Recorded information:
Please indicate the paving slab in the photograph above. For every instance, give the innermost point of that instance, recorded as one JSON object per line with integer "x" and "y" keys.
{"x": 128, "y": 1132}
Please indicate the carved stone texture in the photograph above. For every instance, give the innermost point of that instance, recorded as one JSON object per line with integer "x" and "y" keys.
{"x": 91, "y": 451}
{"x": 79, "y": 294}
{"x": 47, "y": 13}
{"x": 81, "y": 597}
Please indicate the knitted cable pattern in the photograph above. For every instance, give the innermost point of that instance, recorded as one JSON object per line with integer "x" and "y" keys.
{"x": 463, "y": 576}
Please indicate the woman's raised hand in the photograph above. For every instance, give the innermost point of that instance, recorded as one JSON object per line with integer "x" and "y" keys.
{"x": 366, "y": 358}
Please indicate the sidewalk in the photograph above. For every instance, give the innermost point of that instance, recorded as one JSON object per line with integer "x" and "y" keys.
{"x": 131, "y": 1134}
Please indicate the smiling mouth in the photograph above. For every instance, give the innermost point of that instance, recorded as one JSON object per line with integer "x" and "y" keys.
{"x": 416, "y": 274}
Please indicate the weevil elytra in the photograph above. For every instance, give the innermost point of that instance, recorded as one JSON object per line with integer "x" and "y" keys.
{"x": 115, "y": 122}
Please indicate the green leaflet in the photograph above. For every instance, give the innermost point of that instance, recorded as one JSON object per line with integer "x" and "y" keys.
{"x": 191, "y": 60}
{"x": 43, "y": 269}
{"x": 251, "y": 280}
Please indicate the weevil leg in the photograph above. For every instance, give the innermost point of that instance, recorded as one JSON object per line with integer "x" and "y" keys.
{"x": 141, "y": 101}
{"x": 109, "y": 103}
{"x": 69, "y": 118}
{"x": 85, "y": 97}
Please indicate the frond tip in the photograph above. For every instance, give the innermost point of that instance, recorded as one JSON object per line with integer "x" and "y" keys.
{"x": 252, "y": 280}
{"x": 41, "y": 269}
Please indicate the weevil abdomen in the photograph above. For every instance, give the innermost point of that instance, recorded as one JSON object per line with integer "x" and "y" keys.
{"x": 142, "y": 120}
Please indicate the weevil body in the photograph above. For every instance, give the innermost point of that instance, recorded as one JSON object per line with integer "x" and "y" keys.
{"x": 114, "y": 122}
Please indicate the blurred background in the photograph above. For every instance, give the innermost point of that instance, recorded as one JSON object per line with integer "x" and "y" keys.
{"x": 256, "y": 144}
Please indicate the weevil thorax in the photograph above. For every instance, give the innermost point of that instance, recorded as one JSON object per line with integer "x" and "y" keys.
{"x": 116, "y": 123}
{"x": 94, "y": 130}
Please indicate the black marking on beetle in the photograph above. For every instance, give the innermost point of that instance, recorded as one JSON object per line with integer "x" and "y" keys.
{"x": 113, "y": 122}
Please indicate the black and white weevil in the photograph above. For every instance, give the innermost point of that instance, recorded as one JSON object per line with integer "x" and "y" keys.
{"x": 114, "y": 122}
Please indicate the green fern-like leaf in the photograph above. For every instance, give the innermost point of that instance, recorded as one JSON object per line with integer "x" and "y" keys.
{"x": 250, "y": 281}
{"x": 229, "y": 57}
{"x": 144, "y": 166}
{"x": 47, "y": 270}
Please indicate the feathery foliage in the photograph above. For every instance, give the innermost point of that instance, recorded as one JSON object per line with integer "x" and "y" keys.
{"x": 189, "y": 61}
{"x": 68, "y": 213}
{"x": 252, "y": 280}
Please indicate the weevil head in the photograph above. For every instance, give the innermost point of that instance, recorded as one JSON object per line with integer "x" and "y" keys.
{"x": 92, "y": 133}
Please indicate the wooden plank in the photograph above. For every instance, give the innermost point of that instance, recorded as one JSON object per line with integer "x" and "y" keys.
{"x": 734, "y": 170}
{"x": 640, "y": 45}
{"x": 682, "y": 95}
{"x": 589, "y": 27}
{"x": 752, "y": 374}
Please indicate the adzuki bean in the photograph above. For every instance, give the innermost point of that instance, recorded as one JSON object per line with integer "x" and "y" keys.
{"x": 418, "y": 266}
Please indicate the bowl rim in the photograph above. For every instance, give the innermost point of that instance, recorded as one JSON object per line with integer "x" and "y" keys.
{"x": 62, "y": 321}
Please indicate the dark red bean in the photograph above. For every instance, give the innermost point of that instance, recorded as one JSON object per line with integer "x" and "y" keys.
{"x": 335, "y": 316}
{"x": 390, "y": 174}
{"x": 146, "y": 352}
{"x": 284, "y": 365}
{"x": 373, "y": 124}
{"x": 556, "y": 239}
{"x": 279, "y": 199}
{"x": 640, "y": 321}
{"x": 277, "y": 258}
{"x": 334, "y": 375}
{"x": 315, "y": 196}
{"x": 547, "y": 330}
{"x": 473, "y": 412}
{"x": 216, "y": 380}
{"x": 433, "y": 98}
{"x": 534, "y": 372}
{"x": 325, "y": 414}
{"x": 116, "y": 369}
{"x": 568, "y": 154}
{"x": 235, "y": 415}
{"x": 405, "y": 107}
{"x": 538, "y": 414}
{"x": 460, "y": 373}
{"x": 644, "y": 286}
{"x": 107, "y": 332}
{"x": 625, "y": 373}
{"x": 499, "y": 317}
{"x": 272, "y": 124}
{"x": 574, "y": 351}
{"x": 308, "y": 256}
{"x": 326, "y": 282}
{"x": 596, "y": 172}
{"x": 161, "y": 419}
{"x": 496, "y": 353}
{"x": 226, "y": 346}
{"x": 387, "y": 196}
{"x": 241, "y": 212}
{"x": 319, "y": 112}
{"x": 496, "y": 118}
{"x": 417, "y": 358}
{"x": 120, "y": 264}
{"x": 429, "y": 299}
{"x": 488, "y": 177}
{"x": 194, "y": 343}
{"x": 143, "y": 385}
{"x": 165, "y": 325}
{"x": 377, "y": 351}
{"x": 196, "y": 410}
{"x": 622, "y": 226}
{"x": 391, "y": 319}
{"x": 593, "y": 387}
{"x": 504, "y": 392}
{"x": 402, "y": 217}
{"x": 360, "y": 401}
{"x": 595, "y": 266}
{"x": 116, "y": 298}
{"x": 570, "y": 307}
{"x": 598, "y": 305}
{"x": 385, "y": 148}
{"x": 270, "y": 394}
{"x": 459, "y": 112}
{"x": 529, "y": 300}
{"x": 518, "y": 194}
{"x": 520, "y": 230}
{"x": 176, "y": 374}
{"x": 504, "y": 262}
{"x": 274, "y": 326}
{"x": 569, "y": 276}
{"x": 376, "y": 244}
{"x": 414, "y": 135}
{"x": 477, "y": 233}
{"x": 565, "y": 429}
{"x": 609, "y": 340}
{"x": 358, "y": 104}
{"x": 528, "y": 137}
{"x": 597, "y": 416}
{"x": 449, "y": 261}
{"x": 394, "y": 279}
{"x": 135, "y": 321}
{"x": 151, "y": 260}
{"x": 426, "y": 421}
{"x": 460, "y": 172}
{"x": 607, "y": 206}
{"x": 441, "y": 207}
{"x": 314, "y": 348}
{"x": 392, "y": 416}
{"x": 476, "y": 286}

Task to carry out: Please quote the records above exactly, without skipping a line.

Solution to this task:
Please indicate the paving slab in the photograph above. For every instance, give the innermost point of that instance, recorded as one JSON object per line with integer "x" and "y" keys.
{"x": 128, "y": 1132}
Please indicate the carved stone texture in the photograph above. For every instance, give the innermost point of that instance, recorded as one JSON object per line with integer "x" and "y" keys.
{"x": 91, "y": 451}
{"x": 79, "y": 294}
{"x": 47, "y": 13}
{"x": 81, "y": 597}
Please indicate the knitted cable pattern in the photograph above. For every instance, give the innermost point of that instance, recorded as one JSON object per line with integer "x" and "y" keys.
{"x": 463, "y": 576}
Please indicate the woman's raised hand in the photograph above. For every instance, give the innermost point of that instance, recorded as one JSON object per line with integer "x" and "y" keys.
{"x": 366, "y": 358}
Please indicate the sidewalk in the photograph above. For every instance, give the innermost point of that instance, recorded as one JSON object per line with integer "x" and "y" keys.
{"x": 131, "y": 1134}
Please indicate the smiling mouth in the photograph above. For every instance, give the innermost point of that instance, recorded as one JSON object per line with integer "x" and "y" keys.
{"x": 416, "y": 274}
Please indicate the weevil elytra in the photograph above. For every instance, give the innermost point of that instance, recorded as one JSON object per line with integer "x" and "y" keys.
{"x": 115, "y": 122}
Please indicate the green leaflet in the photograph above. For every instance, give the innermost point of that instance, recorded as one JSON object per line with integer "x" and "y" keys.
{"x": 191, "y": 60}
{"x": 43, "y": 269}
{"x": 251, "y": 280}
Please indicate the weevil leg in the photograph above. For every instance, give the innermost point of that instance, recorded as one JSON object per line with integer "x" and "y" keys.
{"x": 141, "y": 101}
{"x": 109, "y": 103}
{"x": 69, "y": 118}
{"x": 85, "y": 97}
Please indicate the frond tip in the photograph above. For every instance, give the innermost point of that instance, recorded as one JSON object per line with integer "x" and "y" keys.
{"x": 252, "y": 280}
{"x": 41, "y": 269}
Please indicate the weevil abdomen in the photograph above. For every instance, give the innermost point of that instance, recorded as one JSON object per line with integer "x" and "y" keys.
{"x": 142, "y": 120}
Please indicate the weevil body in the photograph above. For every instance, give the innermost point of that instance, recorded as one JSON object per line with integer "x" and "y" keys.
{"x": 114, "y": 122}
Please indicate the blurred background in the photograph above. For every instance, give the innermost point of that instance, recorded as one JSON object per line with integer "x" and "y" keys.
{"x": 256, "y": 144}
Please indicate the weevil thorax in the photograph above. For every instance, give the innermost point of that instance, recorded as one JSON object per line with integer "x" and "y" keys.
{"x": 116, "y": 123}
{"x": 94, "y": 130}
Please indicate the black marking on beetle in the photograph above. For every instance, give the innermost point of that instance, recorded as one JSON object per line with integer "x" and "y" keys.
{"x": 113, "y": 122}
Please indicate the black and white weevil in the photograph above. For every instance, give the innermost point of that instance, recorded as one JSON object per line with integer "x" and "y" keys.
{"x": 114, "y": 122}
Please indicate the green fern-like leaf in the photograph above. For every instance, give the innermost point of that instance, recorded as one JSON object per line with integer "x" and "y" keys.
{"x": 250, "y": 281}
{"x": 229, "y": 57}
{"x": 144, "y": 166}
{"x": 47, "y": 270}
Please indicate the feathery foliage in the photograph above. For every instance, give the innermost point of that instance, recorded as one JSON object per line with integer "x" and "y" keys.
{"x": 189, "y": 61}
{"x": 68, "y": 213}
{"x": 252, "y": 280}
Please indicate the weevil head in the photograph above. For every instance, give the innermost point of that instance, recorded as one JSON object per line with integer "x" and "y" keys.
{"x": 92, "y": 133}
Please indicate the wooden plank in the photograph above. For every instance, give the innermost point of that instance, recorded as one JSON object per line with integer "x" and "y" keys.
{"x": 734, "y": 170}
{"x": 640, "y": 45}
{"x": 682, "y": 95}
{"x": 589, "y": 27}
{"x": 752, "y": 374}
Please indicate the adzuki bean in the photograph above. For every instance, give the innermost point of that instance, recorded as one JSON object per line with integer "x" and "y" keys.
{"x": 418, "y": 266}
Please indicate the bowl rim in the photograph above. For every instance, give the innermost point of that instance, recorded as one JSON object per line with integer "x" and "y" keys.
{"x": 62, "y": 321}
Please indicate the dark red bean in the photograph above. For every instance, give the innermost point of that instance, recorded as one JSON object per line with integer "x" and "y" keys.
{"x": 335, "y": 316}
{"x": 390, "y": 174}
{"x": 146, "y": 352}
{"x": 284, "y": 365}
{"x": 373, "y": 124}
{"x": 556, "y": 239}
{"x": 279, "y": 199}
{"x": 640, "y": 321}
{"x": 277, "y": 258}
{"x": 334, "y": 375}
{"x": 315, "y": 196}
{"x": 547, "y": 330}
{"x": 473, "y": 412}
{"x": 216, "y": 380}
{"x": 433, "y": 98}
{"x": 534, "y": 372}
{"x": 325, "y": 414}
{"x": 116, "y": 369}
{"x": 568, "y": 154}
{"x": 235, "y": 415}
{"x": 405, "y": 107}
{"x": 538, "y": 414}
{"x": 460, "y": 373}
{"x": 644, "y": 286}
{"x": 107, "y": 332}
{"x": 625, "y": 373}
{"x": 499, "y": 317}
{"x": 272, "y": 124}
{"x": 574, "y": 351}
{"x": 308, "y": 256}
{"x": 326, "y": 282}
{"x": 596, "y": 172}
{"x": 161, "y": 419}
{"x": 496, "y": 353}
{"x": 226, "y": 346}
{"x": 387, "y": 196}
{"x": 241, "y": 212}
{"x": 319, "y": 112}
{"x": 496, "y": 118}
{"x": 417, "y": 358}
{"x": 120, "y": 264}
{"x": 429, "y": 299}
{"x": 488, "y": 177}
{"x": 194, "y": 343}
{"x": 143, "y": 385}
{"x": 165, "y": 325}
{"x": 377, "y": 351}
{"x": 196, "y": 410}
{"x": 622, "y": 226}
{"x": 391, "y": 319}
{"x": 593, "y": 387}
{"x": 504, "y": 392}
{"x": 402, "y": 217}
{"x": 360, "y": 401}
{"x": 595, "y": 266}
{"x": 116, "y": 298}
{"x": 570, "y": 307}
{"x": 598, "y": 305}
{"x": 385, "y": 148}
{"x": 270, "y": 394}
{"x": 459, "y": 112}
{"x": 529, "y": 300}
{"x": 518, "y": 194}
{"x": 520, "y": 230}
{"x": 176, "y": 374}
{"x": 504, "y": 262}
{"x": 274, "y": 326}
{"x": 569, "y": 276}
{"x": 376, "y": 244}
{"x": 414, "y": 135}
{"x": 477, "y": 233}
{"x": 565, "y": 429}
{"x": 609, "y": 340}
{"x": 358, "y": 104}
{"x": 528, "y": 137}
{"x": 597, "y": 416}
{"x": 449, "y": 261}
{"x": 394, "y": 279}
{"x": 135, "y": 321}
{"x": 151, "y": 260}
{"x": 426, "y": 421}
{"x": 460, "y": 172}
{"x": 607, "y": 206}
{"x": 441, "y": 207}
{"x": 314, "y": 348}
{"x": 392, "y": 416}
{"x": 476, "y": 286}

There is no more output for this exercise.